• What needs to be done: Give back exactly the lines from the "sky, one line per instance." line to the final line of the records, and only those, minus any pictures.

Records from a collection:
*** Begin section ***

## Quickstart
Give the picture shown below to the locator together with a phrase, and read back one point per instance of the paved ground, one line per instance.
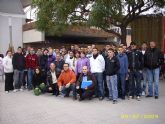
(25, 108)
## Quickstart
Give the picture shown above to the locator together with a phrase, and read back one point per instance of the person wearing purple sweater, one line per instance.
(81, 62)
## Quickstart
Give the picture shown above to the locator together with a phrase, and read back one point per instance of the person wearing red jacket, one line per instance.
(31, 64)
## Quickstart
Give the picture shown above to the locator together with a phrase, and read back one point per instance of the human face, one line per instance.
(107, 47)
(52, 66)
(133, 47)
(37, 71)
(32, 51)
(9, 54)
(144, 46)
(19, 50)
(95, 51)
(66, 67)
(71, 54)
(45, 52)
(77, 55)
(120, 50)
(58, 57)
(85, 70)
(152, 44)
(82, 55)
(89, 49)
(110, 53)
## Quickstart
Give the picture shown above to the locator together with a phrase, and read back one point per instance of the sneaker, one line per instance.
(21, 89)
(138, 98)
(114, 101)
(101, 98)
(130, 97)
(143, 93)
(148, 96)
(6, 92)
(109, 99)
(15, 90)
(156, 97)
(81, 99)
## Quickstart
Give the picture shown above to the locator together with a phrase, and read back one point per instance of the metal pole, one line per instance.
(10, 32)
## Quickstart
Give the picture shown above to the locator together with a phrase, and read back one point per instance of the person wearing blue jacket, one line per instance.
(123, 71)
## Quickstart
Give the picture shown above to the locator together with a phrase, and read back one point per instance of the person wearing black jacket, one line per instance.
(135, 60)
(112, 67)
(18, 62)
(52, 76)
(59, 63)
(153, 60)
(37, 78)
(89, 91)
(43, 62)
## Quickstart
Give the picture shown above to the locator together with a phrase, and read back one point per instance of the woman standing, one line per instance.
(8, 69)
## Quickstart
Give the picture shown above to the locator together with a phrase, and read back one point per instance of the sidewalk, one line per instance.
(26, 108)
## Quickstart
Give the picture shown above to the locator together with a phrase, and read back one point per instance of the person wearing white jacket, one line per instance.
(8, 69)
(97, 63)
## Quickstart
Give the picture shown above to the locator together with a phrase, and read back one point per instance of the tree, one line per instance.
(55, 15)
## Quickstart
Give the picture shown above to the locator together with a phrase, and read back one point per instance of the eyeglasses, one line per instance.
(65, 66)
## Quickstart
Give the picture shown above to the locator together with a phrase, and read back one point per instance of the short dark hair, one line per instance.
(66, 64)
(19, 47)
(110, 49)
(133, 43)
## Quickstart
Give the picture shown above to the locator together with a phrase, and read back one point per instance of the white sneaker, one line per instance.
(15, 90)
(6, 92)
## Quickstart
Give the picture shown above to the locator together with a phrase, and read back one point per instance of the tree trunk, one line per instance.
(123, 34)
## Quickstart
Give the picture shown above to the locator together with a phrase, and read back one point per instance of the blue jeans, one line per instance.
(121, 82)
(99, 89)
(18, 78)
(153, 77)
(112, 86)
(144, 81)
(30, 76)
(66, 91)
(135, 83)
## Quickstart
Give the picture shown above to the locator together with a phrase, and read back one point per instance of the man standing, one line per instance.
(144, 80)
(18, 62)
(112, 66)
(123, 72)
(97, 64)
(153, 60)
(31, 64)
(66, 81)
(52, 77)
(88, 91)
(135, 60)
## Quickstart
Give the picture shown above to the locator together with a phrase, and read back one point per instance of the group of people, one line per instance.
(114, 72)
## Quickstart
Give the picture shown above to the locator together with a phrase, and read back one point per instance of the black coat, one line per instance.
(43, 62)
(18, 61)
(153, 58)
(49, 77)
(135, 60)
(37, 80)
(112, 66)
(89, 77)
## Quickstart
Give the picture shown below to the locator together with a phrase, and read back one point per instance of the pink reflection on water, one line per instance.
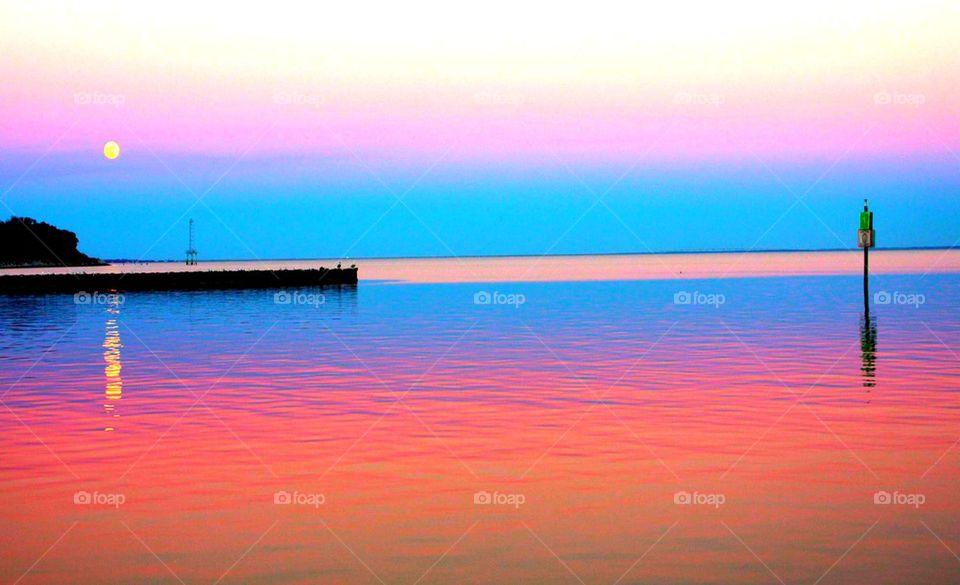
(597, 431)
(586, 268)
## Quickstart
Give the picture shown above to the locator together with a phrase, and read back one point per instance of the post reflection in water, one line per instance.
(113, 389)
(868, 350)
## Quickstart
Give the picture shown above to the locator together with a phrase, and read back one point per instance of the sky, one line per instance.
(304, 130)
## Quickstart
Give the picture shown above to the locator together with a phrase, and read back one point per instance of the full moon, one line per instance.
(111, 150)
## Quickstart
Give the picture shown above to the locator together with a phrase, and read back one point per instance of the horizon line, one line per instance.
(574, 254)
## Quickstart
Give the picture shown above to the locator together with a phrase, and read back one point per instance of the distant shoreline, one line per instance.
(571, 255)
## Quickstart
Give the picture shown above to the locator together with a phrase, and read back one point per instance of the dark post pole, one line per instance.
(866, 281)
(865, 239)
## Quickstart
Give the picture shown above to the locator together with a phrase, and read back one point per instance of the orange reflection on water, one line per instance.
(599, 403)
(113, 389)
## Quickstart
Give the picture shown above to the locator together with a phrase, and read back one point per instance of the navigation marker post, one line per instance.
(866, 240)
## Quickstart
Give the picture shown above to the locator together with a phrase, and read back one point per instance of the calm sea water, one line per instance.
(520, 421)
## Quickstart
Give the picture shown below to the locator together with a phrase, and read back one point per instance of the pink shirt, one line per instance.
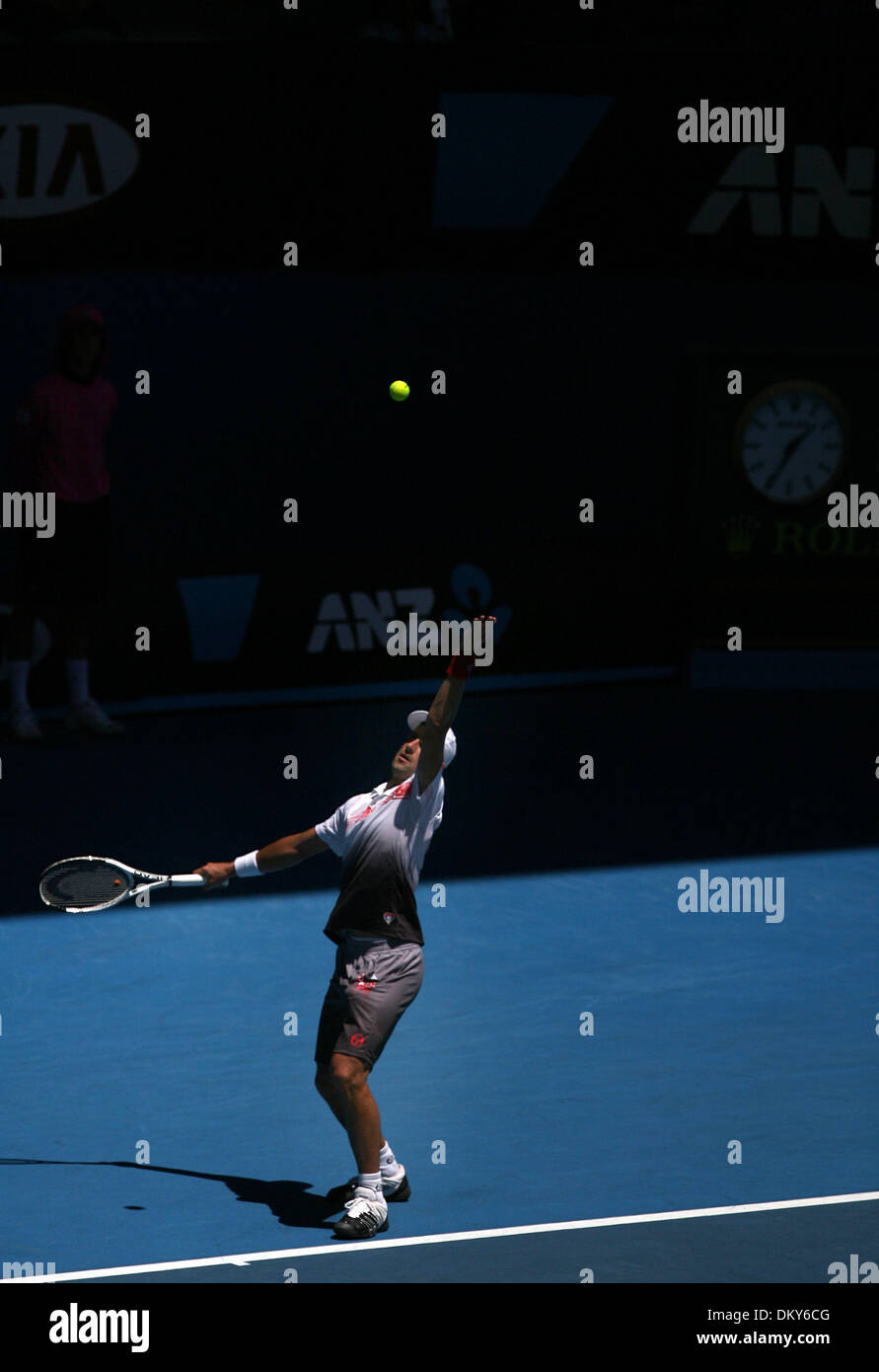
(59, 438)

*** End section ***

• Answer area:
Give the picture shown above to the locator together with a phrase, and read back one point per instance of the sky, one line per instance.
(304, 130)
## Quickstart
Give the picture shown above to the locator together with a phrase, and read back one point per instance of the full moon, one line per instance.
(111, 150)
## Quickstart
Give the picture shown above to the locator together with a phrase, and read back one point per instance of the horizon line, one line per instance.
(574, 254)
## Quickstart
Give the picture shown above to the locator together with a phrase, and read back one point per instance of the distant shoreline, one line per instance.
(571, 255)
## Quickstart
Give the picture shown above to the locator together with a phrase, and read back one point per instance of the dark post pole, one line per instance.
(866, 281)
(865, 239)
## Quickstart
Give the picture shown above to the locator together with a phrase, and read back one point per instance of the orange reflection on water, one line per instance.
(599, 403)
(113, 389)
## Quickstart
Give the picture shown above to the locator together with a phrase, and read back one point per instance of the navigation marker post, one line per instance.
(866, 240)
## Quickstart
Give the picture shown above to the locator together with a phrase, and read back one point per instance of the calm sea water, one line per instance.
(520, 421)
## Quickstart
Give the picture shown below to the locator together with a phrase, and read back one point per instance of the pink shirt, one line per instance.
(59, 438)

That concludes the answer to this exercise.